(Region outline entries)
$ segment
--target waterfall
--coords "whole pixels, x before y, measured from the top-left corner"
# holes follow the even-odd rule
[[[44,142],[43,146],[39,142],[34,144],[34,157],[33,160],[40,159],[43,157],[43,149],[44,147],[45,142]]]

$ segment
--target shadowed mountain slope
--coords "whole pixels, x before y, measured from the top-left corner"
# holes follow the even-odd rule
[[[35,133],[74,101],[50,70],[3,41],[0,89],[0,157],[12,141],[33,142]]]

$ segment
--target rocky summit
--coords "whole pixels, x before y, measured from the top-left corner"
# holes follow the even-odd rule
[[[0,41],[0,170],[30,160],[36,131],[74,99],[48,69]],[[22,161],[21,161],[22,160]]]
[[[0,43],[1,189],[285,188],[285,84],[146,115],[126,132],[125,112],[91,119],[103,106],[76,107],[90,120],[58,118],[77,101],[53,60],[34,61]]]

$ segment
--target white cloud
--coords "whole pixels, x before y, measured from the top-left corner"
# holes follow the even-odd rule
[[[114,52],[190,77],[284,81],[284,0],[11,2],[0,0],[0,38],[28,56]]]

### SET EXERCISE
Copy out every one of the region outline entries above, keeping each line and character unchanged.

### RESULT BELOW
$ segment
--target waterfall
--coords "whole pixels, x before y, measured from the top-left corner"
# holes follow the even-odd rule
[[[44,142],[43,146],[39,142],[34,144],[34,157],[33,160],[40,159],[43,157],[43,149],[44,147],[45,142]]]

$ segment
--target shadowed mountain slope
--coords "whole pixels, x before y, measured from the top-left corner"
# holes follow the even-odd rule
[[[35,133],[74,101],[50,70],[3,41],[0,89],[0,157],[12,141],[33,142]]]

$ segment
--target rocky summit
--coords "whole pixels, x before y, measured from the top-left corner"
# holes follow the even-odd rule
[[[0,41],[0,170],[30,160],[36,131],[74,99],[48,69]],[[22,161],[21,161],[22,160]]]
[[[0,43],[1,189],[285,188],[285,84],[146,115],[126,132],[125,112],[91,119],[103,106],[76,107],[90,120],[58,118],[77,101],[53,60],[34,61]]]

$ segment
--target white cloud
--coords "whole pixels, x before y, measured from the top-left corner"
# holes follow the even-odd rule
[[[114,52],[190,77],[284,81],[284,0],[11,2],[0,0],[0,38],[28,56]]]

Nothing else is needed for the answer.